▶ [What this task involves]:
Copy every one of the records below word for word, leaving nothing out.

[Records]
+ + +

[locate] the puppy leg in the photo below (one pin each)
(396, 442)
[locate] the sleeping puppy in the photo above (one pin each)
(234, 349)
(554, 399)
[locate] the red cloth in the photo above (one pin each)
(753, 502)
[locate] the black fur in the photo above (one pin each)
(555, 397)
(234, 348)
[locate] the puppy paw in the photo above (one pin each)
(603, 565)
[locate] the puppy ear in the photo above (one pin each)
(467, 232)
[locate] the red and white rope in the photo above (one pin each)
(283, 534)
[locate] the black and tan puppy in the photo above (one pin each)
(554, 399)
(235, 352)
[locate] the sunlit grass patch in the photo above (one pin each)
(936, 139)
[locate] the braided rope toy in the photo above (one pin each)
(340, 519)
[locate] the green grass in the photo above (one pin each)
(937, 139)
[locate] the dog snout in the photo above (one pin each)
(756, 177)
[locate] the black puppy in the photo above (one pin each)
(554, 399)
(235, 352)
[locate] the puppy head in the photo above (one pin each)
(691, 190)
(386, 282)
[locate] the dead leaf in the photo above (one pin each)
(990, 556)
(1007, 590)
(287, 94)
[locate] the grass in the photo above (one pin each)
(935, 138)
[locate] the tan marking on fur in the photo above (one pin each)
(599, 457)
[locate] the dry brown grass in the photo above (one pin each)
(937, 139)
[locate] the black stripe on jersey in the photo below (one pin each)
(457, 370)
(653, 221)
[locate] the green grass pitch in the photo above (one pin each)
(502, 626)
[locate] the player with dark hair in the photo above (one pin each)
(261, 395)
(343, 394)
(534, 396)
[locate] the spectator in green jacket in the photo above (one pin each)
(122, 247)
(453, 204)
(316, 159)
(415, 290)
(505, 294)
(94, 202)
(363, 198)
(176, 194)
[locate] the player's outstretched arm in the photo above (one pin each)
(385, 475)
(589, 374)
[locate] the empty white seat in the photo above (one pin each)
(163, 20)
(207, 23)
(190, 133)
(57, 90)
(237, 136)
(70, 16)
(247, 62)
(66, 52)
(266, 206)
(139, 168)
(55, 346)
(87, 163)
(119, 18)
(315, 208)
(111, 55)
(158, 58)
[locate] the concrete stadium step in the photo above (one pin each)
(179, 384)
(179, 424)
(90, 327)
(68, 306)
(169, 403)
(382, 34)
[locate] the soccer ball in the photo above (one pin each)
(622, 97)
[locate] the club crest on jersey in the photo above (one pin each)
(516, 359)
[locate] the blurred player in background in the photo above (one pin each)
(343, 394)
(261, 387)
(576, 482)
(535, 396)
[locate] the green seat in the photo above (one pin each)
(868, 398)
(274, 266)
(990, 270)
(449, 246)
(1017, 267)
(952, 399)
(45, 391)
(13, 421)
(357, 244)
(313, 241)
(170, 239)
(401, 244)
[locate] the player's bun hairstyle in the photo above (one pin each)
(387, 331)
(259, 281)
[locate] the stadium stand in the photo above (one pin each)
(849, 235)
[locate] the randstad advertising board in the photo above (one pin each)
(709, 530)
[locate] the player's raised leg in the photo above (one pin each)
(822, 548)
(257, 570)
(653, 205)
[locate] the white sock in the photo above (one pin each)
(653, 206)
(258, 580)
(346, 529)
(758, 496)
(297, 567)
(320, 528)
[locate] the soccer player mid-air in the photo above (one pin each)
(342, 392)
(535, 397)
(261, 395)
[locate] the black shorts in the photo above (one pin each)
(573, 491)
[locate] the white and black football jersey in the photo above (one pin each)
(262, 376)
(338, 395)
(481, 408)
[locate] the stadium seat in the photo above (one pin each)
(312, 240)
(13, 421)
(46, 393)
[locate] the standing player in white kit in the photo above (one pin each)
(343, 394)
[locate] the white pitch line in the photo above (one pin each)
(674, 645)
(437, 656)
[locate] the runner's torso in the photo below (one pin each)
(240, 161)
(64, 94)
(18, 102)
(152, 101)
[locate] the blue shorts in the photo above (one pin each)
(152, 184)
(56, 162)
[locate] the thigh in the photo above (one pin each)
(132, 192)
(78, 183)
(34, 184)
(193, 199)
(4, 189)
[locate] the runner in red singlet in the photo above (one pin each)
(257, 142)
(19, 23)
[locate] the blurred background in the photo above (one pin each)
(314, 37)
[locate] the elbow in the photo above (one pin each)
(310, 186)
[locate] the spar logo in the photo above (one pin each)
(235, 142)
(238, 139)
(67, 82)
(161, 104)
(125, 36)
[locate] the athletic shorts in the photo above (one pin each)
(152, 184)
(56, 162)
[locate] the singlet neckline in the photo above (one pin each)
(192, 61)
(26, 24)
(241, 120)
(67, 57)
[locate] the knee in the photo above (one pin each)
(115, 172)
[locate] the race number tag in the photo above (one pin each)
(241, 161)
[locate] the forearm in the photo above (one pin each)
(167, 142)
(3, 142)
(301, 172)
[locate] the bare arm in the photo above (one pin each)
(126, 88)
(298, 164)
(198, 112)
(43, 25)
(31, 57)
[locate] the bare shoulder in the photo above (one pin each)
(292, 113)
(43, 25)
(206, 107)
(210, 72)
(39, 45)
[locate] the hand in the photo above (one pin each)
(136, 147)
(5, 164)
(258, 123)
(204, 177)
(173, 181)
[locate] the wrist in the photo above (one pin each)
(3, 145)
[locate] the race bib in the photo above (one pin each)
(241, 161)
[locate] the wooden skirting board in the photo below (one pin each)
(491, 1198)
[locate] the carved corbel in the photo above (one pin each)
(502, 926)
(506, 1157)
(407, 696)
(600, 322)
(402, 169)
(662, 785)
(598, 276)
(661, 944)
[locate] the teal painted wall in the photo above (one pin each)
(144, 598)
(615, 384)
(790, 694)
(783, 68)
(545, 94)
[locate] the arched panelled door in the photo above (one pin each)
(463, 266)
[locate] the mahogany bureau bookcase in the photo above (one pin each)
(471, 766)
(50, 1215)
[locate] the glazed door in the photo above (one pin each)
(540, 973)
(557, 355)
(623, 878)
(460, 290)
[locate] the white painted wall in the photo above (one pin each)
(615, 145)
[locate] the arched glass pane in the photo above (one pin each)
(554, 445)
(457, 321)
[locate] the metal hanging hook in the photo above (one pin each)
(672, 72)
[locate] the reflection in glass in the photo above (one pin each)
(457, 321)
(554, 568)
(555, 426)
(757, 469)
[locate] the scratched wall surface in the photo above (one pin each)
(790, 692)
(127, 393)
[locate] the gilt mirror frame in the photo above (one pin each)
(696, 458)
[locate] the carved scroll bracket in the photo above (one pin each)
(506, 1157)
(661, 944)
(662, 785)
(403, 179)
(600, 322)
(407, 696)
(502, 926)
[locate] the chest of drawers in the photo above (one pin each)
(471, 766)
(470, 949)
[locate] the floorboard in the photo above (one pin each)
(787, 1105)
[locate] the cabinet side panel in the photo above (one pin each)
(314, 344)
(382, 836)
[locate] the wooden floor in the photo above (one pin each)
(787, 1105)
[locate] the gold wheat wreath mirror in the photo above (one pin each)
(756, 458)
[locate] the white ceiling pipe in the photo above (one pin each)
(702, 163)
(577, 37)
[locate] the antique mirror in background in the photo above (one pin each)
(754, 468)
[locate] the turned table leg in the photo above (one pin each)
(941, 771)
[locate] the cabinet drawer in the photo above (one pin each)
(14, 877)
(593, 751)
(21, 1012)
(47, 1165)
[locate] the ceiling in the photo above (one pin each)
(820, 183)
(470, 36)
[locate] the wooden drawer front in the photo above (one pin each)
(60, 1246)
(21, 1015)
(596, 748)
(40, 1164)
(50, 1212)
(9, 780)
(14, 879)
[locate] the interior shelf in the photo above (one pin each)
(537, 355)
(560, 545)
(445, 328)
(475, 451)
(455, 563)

+ + +

▶ [Worked answer]:
[locate] the puppy leg in the photo below (one pin each)
(396, 442)
[locate] the sleeping puppy in the photo above (one pin each)
(234, 349)
(554, 399)
[locate] the red cloth in the photo above (one pin each)
(753, 502)
[locate] the black fur in the photo above (one pin each)
(555, 397)
(234, 348)
[locate] the puppy paw in the photo above (one pin each)
(603, 565)
[locate] the puppy ear in the photo above (one pin each)
(467, 232)
[locate] the red and white rope in the photo above (one pin each)
(283, 534)
[locate] the black and tan puppy in the photo above (one pin each)
(554, 399)
(235, 352)
[locate] the sunlit grass patch in the photo above (one pin each)
(936, 139)
[locate] the braided rope toy in the photo above (one pin each)
(340, 519)
[locate] the green grass in the photo above (one pin each)
(937, 139)
[locate] the dog snout in the photo above (one pin each)
(756, 177)
[locate] the black puppy in the photo above (one pin each)
(554, 399)
(235, 352)
[locate] the puppy head in the photo above (one pin each)
(691, 190)
(386, 282)
[locate] the dead leaf in the photo above (one pin each)
(990, 556)
(1007, 590)
(287, 94)
[locate] the grass in the photo above (one pin each)
(935, 138)
[locate] the tan marking on fur in the photo above (one pin each)
(599, 457)
[locate] the dry brown grass in the photo above (one pin each)
(937, 139)
[locate] the black stripe on jersey in the photo below (one pin each)
(457, 370)
(653, 221)
[locate] the green grass pitch in the photo above (one pin each)
(502, 626)
[locate] the player with dark hair in the photo above (one pin each)
(261, 395)
(343, 394)
(534, 396)
[locate] the spectator in green jacket in the photo above (one pin each)
(122, 247)
(453, 204)
(316, 159)
(415, 290)
(505, 294)
(94, 202)
(363, 198)
(176, 194)
[locate] the player's outstretched arm in the photo above (one pin each)
(385, 475)
(589, 374)
[locate] the empty white seat in the photo above (one pin each)
(163, 20)
(207, 23)
(190, 133)
(57, 90)
(237, 136)
(70, 16)
(247, 62)
(66, 52)
(266, 206)
(139, 168)
(55, 346)
(87, 163)
(119, 18)
(315, 208)
(111, 55)
(158, 58)
[locate] the concrete stadium step in the photo above (one pin each)
(179, 384)
(179, 424)
(90, 327)
(68, 306)
(169, 403)
(382, 34)
[locate] the soccer ball in the photo above (one pin each)
(622, 97)
[locate] the club crest on jersey in the photo above (one pin each)
(516, 359)
[locate] the blurred player in background in the photo above (one pin each)
(343, 394)
(261, 387)
(576, 482)
(535, 396)
[locate] the green seat in the photo above (one pin each)
(868, 398)
(274, 266)
(990, 270)
(449, 246)
(1017, 267)
(952, 399)
(45, 391)
(13, 421)
(357, 244)
(313, 241)
(170, 239)
(401, 244)
[locate] the player's bun hairstyle in the photo above (one pin each)
(387, 331)
(259, 281)
[locate] the stadium stand in the photo above (one pin each)
(849, 235)
[locate] the randstad advertising board in the photo above (one pin each)
(709, 530)
[locate] the player's raised leg in the photo above (one pin each)
(822, 548)
(257, 570)
(653, 205)
[locate] the white sock in the photo above (one pin each)
(653, 206)
(258, 580)
(346, 529)
(758, 496)
(297, 567)
(320, 528)
[locate] the soccer player mid-air in the photo above (one pin each)
(342, 392)
(535, 397)
(261, 395)
[locate] the black shorts in the photo above (one pin each)
(573, 491)
[locate] the white and black football jersey in the photo above (one pin each)
(262, 376)
(338, 395)
(481, 408)
[locate] the stadium seat in the photo above (one pin each)
(312, 240)
(13, 421)
(46, 393)
[locate] the standing player in white kit in the photo above (one pin each)
(343, 394)
[locate] the white pitch line in the photo above (one pin each)
(674, 645)
(437, 656)
[locate] the runner's torso in the photo below (one pin each)
(240, 161)
(64, 94)
(18, 102)
(152, 101)
[locate] the blue shorts in the photo above (one pin each)
(152, 184)
(56, 162)
[locate] the thigh in the photo above (one pin each)
(132, 192)
(78, 183)
(34, 184)
(193, 199)
(4, 189)
[locate] the runner in red singlet in the photo above (one pin each)
(257, 142)
(19, 23)
[locate] the blurred background in the photo above (one pin each)
(314, 37)
[locate] the elbow in the photo above (one pin each)
(310, 186)
[locate] the spar logo in the photo above (one pin each)
(235, 142)
(238, 139)
(67, 82)
(161, 104)
(125, 36)
[locate] the athletic shorts in the photo above (one pin each)
(152, 184)
(56, 162)
[locate] the singlet neckline in the photo above (one pin each)
(192, 61)
(26, 24)
(241, 120)
(67, 57)
[locate] the knee in the photo above (one pin each)
(115, 172)
[locate] the race number tag in the photo above (one pin each)
(241, 161)
[locate] the forearm in the photo above (one pin each)
(167, 142)
(3, 142)
(301, 172)
[locate] the bare arm in the photo above (one pin each)
(126, 88)
(298, 164)
(198, 112)
(43, 25)
(31, 57)
[locate] the bare shoulder in the photo above (one pin each)
(292, 113)
(43, 25)
(206, 107)
(210, 72)
(39, 45)
[locate] the hand in the photo above (one pin each)
(136, 147)
(5, 164)
(258, 123)
(204, 177)
(173, 181)
[locate] the wrist in the photo above (one pin each)
(3, 145)
[locate] the race bib in the photo above (one pin each)
(241, 161)
[locate] the wooden skirting board in the photo below (one pin each)
(491, 1198)
[locate] the carved corbel in the photo above (one pin each)
(502, 926)
(506, 1157)
(407, 696)
(600, 322)
(402, 169)
(662, 785)
(598, 276)
(661, 944)
[locate] the teal painted wall in the photo above (one pin each)
(144, 598)
(615, 384)
(790, 694)
(783, 68)
(545, 94)
[locate] the arched panelled door in the photo above (one pin each)
(463, 266)
[locate] the mahogany bureau bookcase in the photo above (one pin each)
(471, 766)
(50, 1215)
[locate] the glazed door in the photo above (one pin each)
(540, 973)
(557, 355)
(623, 878)
(460, 290)
[locate] the white painted wall in the photo above (one pin each)
(615, 145)
[locate] the arched glass pane in the photo above (one pin each)
(554, 445)
(457, 321)
[locate] the metal hanging hook in the photo above (one pin each)
(672, 72)
[locate] the reflection in glass in the photo above (one pin each)
(457, 321)
(554, 568)
(555, 426)
(757, 469)
[locate] the scratched wall surface in the photo above (one pin each)
(790, 692)
(127, 393)
[locate] the gilt mirror frame in the photo above (one pin each)
(696, 458)
[locate] the carved scroll bracket in the photo above (one pin each)
(506, 1157)
(661, 944)
(662, 785)
(403, 179)
(600, 322)
(407, 696)
(502, 926)
[locate] the chest of drawers in the photo above (one pin each)
(471, 766)
(470, 949)
[locate] the floorboard in the photo above (one pin each)
(787, 1105)
[locate] the cabinet side panel in the photo above (one pin each)
(314, 344)
(382, 836)
[locate] the wooden floor in the photo above (one pin each)
(787, 1105)
[locate] the gold wheat wreath mirror in the photo above (one pin each)
(756, 458)
[locate] the white ceiling pipe in the photo above (one pin each)
(702, 163)
(577, 37)
[locate] the antique mirror in background in the photo above (one pin each)
(754, 468)
[locate] the turned table leg in the photo above (one pin each)
(941, 771)
[locate] the cabinet drawer in the photo above (one pin each)
(14, 877)
(593, 751)
(21, 1012)
(47, 1165)
[locate] the ceiling in the photo above (one pin each)
(820, 183)
(470, 36)
[locate] the wooden drawer front in the photo above (one pin each)
(60, 1246)
(21, 1015)
(596, 748)
(40, 1164)
(50, 1212)
(9, 780)
(14, 879)
[locate] the interior shelf in the photo above (one pin each)
(537, 355)
(560, 545)
(445, 328)
(475, 451)
(455, 563)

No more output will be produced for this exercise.